-- SOURCE DOCUMENT --
# # #

You have failed to comply with my request, and as such the account is now in default as of 
01/07/2020.

 

 The document that you are obliged to send me is a true copy of the executed Credit Agreement that contained all of the prescribed terms, all other required terms and statutory notices and was signed by both the original creditor and myself as defined in section 61(1) of CCA 74 and subsequent Statutory Instruments. If the executed agreement contained any reference to any other document, you are also obliged to send me a copy of that document. In addition a full statement of this account should have been sent to me detailing all debits and credits to the account as proof of ownership of said account.

 

 Please note the following:

 

 I have made you aware that the Consumer Credit Act allows 12 working days for a request for a true copy of a Credit Agreement to be carried out before your client enters into a default situation. This limit has now expired.

 Section 77(6), of the Consumer Credit Act 1974 states:

 

  “If the creditor fails to comply with Subsection (1)(a) He is not entitled, while the default continues, to enforce the agreement. Therefore this account has become unenforceable at law.”

 

 Under the terms of statute law you have failed to comply with a lawful request for a true, signed copy of the said Credit Agreement and other relevant documents mentioned in it, failed to send a full statement of the account and failed to provide any of the documentation requested.

 

 Consequentially any legal action you pursue will be averred as both unlawful and vexatious. Furthermore I shall counterclaim that any such action that constitutes unlawful harassment.

# # #

-- PROVIDED INFORMATION --

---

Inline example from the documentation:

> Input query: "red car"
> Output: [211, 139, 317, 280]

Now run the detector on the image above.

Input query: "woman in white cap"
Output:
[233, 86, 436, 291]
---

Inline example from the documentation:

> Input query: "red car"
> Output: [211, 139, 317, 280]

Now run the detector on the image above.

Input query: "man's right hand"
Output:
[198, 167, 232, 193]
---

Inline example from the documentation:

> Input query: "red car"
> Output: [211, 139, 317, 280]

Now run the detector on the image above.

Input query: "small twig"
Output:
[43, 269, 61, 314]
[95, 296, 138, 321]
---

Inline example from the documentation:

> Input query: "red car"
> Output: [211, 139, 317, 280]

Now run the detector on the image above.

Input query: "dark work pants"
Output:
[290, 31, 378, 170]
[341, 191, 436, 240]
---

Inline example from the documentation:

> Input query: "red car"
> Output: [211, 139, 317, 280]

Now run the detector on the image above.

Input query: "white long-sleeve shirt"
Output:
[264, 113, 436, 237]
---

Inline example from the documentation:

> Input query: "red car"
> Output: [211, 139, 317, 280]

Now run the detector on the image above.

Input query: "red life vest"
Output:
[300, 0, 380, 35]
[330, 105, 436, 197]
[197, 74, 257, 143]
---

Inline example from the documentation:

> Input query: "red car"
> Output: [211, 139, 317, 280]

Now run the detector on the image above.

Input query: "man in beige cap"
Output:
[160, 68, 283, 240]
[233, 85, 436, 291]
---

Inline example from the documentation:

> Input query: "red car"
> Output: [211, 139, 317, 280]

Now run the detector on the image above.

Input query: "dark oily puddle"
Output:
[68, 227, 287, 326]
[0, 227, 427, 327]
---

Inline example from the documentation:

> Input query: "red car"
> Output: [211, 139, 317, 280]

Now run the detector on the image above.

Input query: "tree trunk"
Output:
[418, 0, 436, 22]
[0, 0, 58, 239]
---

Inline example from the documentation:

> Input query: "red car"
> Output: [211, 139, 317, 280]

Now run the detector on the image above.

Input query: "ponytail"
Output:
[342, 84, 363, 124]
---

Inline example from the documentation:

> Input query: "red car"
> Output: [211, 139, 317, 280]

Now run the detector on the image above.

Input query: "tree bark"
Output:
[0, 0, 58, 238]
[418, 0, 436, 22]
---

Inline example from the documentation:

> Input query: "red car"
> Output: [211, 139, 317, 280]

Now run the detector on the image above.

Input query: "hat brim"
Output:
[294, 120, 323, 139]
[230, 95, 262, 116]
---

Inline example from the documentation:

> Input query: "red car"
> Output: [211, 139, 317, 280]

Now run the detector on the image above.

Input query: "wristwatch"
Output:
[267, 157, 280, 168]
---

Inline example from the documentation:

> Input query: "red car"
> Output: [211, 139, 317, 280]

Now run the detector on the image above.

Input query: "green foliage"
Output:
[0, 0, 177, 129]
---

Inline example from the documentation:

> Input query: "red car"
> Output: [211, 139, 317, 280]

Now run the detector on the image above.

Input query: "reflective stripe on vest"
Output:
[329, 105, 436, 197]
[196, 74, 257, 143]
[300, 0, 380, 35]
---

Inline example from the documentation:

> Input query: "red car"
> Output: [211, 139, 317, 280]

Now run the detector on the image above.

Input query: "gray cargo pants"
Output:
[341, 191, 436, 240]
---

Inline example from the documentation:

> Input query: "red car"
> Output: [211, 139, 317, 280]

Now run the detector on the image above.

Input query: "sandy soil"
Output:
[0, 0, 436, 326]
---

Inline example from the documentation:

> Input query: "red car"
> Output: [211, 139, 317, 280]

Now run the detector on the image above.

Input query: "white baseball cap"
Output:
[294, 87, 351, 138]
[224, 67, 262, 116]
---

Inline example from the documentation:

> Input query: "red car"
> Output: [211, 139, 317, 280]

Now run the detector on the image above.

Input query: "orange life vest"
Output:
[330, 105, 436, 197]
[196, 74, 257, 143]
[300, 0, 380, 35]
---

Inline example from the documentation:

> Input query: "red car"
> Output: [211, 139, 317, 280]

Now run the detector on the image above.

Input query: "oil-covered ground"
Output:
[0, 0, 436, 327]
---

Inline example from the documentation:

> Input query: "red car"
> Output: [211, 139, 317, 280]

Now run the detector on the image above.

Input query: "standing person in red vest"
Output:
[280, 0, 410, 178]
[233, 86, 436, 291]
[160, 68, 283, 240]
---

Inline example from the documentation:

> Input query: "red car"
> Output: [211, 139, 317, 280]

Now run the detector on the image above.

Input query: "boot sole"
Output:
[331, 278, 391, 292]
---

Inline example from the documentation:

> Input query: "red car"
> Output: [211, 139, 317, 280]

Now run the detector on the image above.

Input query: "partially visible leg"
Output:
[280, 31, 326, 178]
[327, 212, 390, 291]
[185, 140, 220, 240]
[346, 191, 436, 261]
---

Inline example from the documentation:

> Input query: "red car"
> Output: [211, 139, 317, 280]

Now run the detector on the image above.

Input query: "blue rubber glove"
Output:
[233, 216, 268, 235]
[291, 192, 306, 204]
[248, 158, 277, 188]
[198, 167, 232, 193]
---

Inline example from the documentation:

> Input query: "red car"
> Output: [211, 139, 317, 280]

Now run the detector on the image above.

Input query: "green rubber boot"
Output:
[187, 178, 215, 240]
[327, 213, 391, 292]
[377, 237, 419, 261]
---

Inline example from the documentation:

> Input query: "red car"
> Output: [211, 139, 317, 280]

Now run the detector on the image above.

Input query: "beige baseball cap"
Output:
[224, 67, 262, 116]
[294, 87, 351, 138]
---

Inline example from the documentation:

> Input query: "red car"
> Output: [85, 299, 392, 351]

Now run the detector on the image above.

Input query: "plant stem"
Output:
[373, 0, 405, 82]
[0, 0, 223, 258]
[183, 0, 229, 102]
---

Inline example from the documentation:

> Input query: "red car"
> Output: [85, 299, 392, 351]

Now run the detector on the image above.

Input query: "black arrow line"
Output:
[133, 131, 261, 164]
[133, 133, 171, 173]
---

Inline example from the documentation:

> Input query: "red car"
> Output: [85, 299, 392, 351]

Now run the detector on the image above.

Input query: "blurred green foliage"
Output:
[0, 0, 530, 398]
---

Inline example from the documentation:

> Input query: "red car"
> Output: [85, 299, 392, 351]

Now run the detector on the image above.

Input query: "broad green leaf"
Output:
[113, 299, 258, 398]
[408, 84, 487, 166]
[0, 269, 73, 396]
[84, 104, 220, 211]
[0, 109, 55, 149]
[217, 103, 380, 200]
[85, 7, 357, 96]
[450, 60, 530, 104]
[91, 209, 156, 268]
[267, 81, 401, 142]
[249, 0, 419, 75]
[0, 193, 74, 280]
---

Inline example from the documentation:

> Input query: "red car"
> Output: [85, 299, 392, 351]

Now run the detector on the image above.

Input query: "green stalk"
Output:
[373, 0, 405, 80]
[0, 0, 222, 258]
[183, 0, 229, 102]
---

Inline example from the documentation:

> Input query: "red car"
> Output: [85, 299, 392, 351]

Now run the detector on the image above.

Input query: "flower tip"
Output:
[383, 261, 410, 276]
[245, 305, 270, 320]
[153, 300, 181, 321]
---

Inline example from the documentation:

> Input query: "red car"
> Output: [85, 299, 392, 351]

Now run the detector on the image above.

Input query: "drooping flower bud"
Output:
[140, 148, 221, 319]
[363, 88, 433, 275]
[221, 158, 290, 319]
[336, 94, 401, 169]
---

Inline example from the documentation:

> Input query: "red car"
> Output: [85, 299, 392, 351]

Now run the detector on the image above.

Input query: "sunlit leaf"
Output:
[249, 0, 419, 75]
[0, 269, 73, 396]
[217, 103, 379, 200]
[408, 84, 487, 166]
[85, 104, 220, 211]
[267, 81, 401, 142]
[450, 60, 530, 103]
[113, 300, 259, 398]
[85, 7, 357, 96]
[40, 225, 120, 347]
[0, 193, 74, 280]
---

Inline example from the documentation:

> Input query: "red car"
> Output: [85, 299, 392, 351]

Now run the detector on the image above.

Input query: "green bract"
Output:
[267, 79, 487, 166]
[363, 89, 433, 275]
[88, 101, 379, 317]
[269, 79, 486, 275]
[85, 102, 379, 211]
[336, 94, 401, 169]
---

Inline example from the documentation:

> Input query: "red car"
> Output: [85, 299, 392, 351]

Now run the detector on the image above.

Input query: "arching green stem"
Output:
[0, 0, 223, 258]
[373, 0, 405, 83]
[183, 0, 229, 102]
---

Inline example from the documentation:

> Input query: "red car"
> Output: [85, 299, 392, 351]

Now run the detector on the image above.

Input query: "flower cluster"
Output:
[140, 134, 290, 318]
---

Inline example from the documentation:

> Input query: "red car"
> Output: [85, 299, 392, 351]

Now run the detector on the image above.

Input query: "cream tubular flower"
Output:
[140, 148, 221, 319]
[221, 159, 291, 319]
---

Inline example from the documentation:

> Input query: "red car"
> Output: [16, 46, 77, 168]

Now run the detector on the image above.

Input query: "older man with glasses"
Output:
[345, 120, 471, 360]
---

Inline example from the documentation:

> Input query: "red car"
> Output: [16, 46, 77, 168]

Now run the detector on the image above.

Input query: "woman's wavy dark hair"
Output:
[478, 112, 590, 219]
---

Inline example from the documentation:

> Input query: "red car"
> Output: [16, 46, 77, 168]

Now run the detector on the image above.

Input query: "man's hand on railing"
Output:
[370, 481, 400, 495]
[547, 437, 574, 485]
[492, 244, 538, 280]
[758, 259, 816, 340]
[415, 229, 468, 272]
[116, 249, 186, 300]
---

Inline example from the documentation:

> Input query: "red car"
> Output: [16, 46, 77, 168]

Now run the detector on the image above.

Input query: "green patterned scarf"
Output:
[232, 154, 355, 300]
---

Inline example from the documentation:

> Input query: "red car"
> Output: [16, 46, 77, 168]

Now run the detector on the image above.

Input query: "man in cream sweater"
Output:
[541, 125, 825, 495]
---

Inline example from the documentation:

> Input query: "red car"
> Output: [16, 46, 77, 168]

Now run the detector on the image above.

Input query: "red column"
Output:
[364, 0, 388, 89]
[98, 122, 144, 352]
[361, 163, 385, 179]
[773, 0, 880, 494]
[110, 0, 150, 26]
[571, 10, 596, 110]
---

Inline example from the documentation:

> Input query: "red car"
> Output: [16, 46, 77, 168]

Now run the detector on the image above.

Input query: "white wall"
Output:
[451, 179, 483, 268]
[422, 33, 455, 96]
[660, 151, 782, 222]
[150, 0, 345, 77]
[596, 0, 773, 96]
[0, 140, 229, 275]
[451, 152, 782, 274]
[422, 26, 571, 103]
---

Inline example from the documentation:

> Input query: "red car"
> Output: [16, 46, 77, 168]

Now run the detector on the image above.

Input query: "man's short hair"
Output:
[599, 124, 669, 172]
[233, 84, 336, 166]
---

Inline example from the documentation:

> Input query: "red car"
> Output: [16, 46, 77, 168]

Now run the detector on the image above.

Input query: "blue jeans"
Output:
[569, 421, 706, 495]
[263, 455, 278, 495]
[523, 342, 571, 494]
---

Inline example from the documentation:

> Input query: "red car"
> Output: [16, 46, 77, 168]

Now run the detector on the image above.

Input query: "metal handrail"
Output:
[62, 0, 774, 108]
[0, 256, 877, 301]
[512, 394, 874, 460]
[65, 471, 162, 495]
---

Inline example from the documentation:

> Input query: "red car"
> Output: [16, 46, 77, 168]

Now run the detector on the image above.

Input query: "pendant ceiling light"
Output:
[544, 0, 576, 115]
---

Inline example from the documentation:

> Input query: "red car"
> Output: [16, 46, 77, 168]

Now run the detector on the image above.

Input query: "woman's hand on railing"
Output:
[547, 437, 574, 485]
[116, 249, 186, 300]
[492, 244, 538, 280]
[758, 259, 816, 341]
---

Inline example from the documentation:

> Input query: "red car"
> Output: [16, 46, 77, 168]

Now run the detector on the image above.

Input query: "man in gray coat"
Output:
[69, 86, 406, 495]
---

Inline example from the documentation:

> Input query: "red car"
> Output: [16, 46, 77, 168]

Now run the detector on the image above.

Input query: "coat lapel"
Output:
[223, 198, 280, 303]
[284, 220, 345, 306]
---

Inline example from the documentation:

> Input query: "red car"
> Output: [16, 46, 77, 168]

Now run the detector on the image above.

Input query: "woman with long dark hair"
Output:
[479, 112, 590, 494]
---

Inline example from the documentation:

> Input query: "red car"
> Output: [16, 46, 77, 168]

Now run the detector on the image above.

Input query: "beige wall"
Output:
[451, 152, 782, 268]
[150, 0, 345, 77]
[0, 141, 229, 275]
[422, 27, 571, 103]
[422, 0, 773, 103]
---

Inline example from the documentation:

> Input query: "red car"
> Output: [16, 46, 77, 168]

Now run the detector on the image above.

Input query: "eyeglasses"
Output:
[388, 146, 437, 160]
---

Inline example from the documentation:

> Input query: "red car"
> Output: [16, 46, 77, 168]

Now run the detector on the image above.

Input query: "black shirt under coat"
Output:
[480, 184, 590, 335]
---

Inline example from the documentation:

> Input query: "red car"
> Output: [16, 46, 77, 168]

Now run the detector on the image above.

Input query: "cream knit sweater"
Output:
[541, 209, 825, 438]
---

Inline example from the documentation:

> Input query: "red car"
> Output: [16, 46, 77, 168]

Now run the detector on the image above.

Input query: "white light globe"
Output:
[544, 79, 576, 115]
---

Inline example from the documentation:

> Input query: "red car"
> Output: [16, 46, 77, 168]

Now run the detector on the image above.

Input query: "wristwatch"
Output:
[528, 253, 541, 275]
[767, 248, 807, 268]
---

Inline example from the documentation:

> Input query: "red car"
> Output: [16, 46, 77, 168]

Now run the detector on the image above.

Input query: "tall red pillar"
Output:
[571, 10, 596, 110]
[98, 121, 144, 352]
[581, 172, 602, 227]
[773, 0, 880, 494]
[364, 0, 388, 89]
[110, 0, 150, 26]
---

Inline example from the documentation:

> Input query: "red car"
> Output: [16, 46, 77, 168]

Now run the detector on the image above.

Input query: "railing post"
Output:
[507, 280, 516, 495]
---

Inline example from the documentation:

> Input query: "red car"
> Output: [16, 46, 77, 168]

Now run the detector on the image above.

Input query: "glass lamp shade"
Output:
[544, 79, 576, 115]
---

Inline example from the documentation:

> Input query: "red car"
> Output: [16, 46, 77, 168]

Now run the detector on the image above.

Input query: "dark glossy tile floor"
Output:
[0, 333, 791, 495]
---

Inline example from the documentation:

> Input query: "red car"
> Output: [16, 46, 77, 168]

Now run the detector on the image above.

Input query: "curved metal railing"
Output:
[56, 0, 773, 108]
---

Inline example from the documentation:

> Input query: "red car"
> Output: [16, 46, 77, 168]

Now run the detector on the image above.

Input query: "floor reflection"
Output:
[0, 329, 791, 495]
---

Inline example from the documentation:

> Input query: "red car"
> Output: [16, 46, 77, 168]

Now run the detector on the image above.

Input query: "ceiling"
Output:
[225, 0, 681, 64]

# # #

-- REQUIRED WORK --
Rewrite everything in the credit agreement letter from "Under the terms" down to "constitutes unlawful harassment.", putting "oppressive" in place of "vexatious". The records were drawn from a different source than the text.

-- WRITTEN RESPONSE --
Under the terms of statute law you have failed to comply with a lawful request for a true, signed copy of the said Credit Agreement and other relevant documents mentioned in it, failed to send a full statement of the account and failed to provide any of the documentation requested.

 

 Consequentially any legal action you pursue will be averred as both unlawful and oppressive. Furthermore I shall counterclaim that any such action that constitutes unlawful harassment.